Task list:
a. In the local obituaries below, copy the passage from "Mr. Garland served" to "Saturday at Little Zion Baptist Church in Oak Grove." word for word.
b. Translate this sentence from the local obituaries below into Spanish: "Mr. Garland served in the U.S. Army during World War II."

Top of Text shown

Local Obituaries


 

Charles Morris Garland, mayor of Colonial Beach from the late 1970s to 1982 and a retired employee of the U.S. Naval Weapons Laboratory at Dahlgren, died Friday in a Fredericksburg hospital. He was 81 and lived in Colonial Beach.

The former owner-operator of Garland's Tailor Shop was elected to the Town Council in 1974 and served as vice mayor from 1984 to 1986.

Mr. Garland served in the U.S. Army during World War II.

He was a member of the Colonial Beach Lions Club, American Legion Post 329 in Dahlgren and Westmoreland Lodge 212 P.H.A.

A funeral will be held at 11 a.m. Saturday at Little Zion Baptist Church in Oak Grove.

Ardell Dickerson Hoban, Educator dies at 87.  In the early days of her teaching career, Ardell Dickerson Hoban often held the roles of teacher, janitor and cook in Westmoreland County's one- and two-room schoolhouses.

A funeral for Mrs. Hoban, who died Tuesday at age 87, will be held Saturday at 11 a.m. at Little Zion Baptist Church in Oak Grove. A Westmoreland County native, Mrs. Hoban had lived in the Oak Grove community for most of her life.

She earned a bachelor's degree from what was then Virginia State College and during the days of segregation taught in the county schoolhouses of Potomac School, Gravel Run, George Washington and Zacata Montross, also known as Mill Hill School.

She later taught at Oak Grove Elementary and Washington District Primary before becoming principal of Washington District in 1970. She earned a master's degree in education from the University of Virginia in 1975 and retired a year later.

Mrs. Hoban was the first black woman to teach in an all-white school in the county and also the first black woman to hold a principal's post in Westmoreland County, said local author Cassandra Burton. Burton has just finished a work documenting the history of African-American education in the county and had worked with Mrs. Hoban while doing research for the book.

"She was just an amazing person and had an incredible memory," Burton said. "Even in her later years she was still involved in so many things. She was always out to educate people every day. It was truly her life's work."

Bottom of Text shown
Top of Source material

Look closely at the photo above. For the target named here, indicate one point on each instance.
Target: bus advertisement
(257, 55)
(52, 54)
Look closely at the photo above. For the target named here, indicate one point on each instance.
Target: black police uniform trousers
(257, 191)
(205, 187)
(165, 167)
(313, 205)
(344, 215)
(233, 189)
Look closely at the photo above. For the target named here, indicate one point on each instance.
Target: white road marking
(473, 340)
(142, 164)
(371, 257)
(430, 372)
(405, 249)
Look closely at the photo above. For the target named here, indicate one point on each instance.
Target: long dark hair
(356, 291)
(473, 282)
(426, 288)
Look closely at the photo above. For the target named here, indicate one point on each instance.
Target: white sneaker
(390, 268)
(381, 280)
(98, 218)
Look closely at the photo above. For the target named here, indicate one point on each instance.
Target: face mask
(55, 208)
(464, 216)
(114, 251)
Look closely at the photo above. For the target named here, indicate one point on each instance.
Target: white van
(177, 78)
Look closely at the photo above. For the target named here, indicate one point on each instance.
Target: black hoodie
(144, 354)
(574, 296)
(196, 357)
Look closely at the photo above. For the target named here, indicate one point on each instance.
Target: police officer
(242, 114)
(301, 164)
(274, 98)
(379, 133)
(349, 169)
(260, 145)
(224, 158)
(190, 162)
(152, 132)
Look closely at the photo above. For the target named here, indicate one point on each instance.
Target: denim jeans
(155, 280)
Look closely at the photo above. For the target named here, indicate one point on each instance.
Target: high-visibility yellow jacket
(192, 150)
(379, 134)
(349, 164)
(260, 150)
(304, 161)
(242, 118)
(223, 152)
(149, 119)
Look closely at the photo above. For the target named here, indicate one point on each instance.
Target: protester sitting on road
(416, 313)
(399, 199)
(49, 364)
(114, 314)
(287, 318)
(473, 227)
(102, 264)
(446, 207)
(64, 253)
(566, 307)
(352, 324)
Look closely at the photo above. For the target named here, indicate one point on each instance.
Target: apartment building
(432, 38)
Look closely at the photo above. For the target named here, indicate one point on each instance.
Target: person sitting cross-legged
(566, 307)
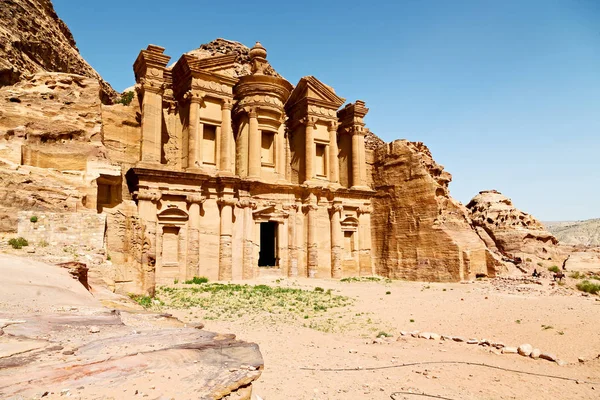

Bottom of Source material

Results in order:
a.
Mr. Garland served in the U.S. Army during World War II.

He was a member of the Colonial Beach Lions Club, American Legion Post 329 in Dahlgren and Westmoreland Lodge 212 P.H.A.

A funeral will be held at 11 a.m. Saturday at Little Zion Baptist Church in Oak Grove.

b. El Sr. Garland sirvió en el Ejército de los EE. UU. durante la Segunda Guerra Mundial.